Source:
-.-.-
Sure, the biggest reason Hillary lost is... Hillary, but there's a multitude of factors in play here and Russia is certainly one of them.
I mean Russia certainly is one of them, yeah. But at the same time Hillary's baggage/"scandals" didn't help.
Speaking of which, I forget if I posted this in here but I just now finished it up:
It's a long read but it's a pretty good article.
Lee Atwater was an adviser to both Reagan and President George H. W. Bush, and chairman of the Republican National Committee from 1989 until his death two years later. In 1981, while working in Reagan’s White House, Atwater gave an interview to Alexander Lamis, a political scientist at Case Western Reserve University. In an unguarded moment that Atwater believed was off the record, he said:
You start out in 1954 by saying, “distinguished black fellow, distinguished black fellow, distinguished black fellow.” By 1968 you can’t say “distinguished black fellow” — that hurts you, backfires. So you say stuff like, uh, forced busing, states’ rights, and all that stuff, and you’re getting so abstract. Now, you’re talking about cutting taxes, and all these things you’re talking about are totally economic things and a byproduct of them is, blacks get hurt worse than whites.… “We want to cut this,” is much more abstract than even the busing thing, uh, and a hell of a lot more abstract than “distinguished black fellow, distinguished black fellow.”
In five short sentences, Atwater explained how Republican politicians could appeal to poor whites’ racism (conscious or unconscious) without using blatantly racist language. This shift was important because Reagan had cut social programs that began with the presidencies of John F. Kennedy and Lyndon B. Johnson.
In 1963, President John Kennedy had begun planning a “war on poverty” intended to help poor, southern whites — particularly in Appalachia and the rural South. Kennedy had visited Appalachia during the 1960 presidential campaign, and was shocked by what he saw — ”the hungry children, … the old people who cannot pay their doctors bills, the families forced to give up their farms.” Many of these families were descendants of white indentured servants who had fled to the Appalachian Mountains. The poverty Kennedy saw was, in part, a legacy of the era of slavery.
President Johnson, a greater ally to Black civil rights leaders than Kennedy had been, took over the program after Kennedy’s assassination and expanded its scope. These programs ultimately helped poor Blacks and poor whites, in both urban and rural areas.
In 1987, Reagan quipped, “In the 60s we waged a war on poverty, and poverty won.” That was pretty glib for a President who had just slashed social services by almost 36 percent. What was to keep poor whites from seeing they had lost just as much as poor Blacks?
-.-.-
Given information:
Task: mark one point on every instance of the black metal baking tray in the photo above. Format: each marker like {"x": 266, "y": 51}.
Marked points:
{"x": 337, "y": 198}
-.-.-
Tasks and exercises:
1. Rewrite the Atwater post between "In 1987, Reagan" and "as poor Blacks?", inclusive, putting "joked" in place of "quipped".
2. According to the Atwater post, who conducted the 1981 interview with Atwater?
3. Pick up the Atwater post after its final sentence and keep writing.
The listing above is separate material and has no connection to the Atwater post.

Answers:
1.
In 1987, Reagan joked, “In the 60s we waged a war on poverty, and poverty won.” That was pretty glib for a President who had just slashed social services by almost 36 percent. What was to keep poor whites from seeing they had lost just as much as poor Blacks?

2. Alexander Lamis, a political scientist at Case Western Reserve University.

3.
The groundwork had already been laid. It wasn’t Reagan’s fault that social programs had to be cut. The “welfare queens” made him do it. Poor whites were still poorer, but at least they weren’t criminals, and that distinction was critical in their minds.
(...)
Defense CEO pay was 44 times that of a military general with 20 years of experience and 308 times that of an Army private in 2005. Generals made $174,452 and Army privates made $25,085, while average defense CEO pay was $7.7 million.
In contrast to wealthy individuals who became even wealthier, those who were sent to do the actual fighting comprised disproportionately high numbers of working class Americans. In the combined efforts of Operation Enduring Freedom in Afghanistan and Operation Iraqi Freedom, almost 7,000 U.S. soldiers have died. More than 970,000 veteran disability claims have been registered with the Veterans Administration.
Returning soldiers face higher unemployment rates than their civilian counterparts, particularly among male veterans age 21 to 24. Between 2009 and 2012, the youngest veterans had an unemployment rate of 21.6 percent, compared to 13.5 percent for civilians.
(...)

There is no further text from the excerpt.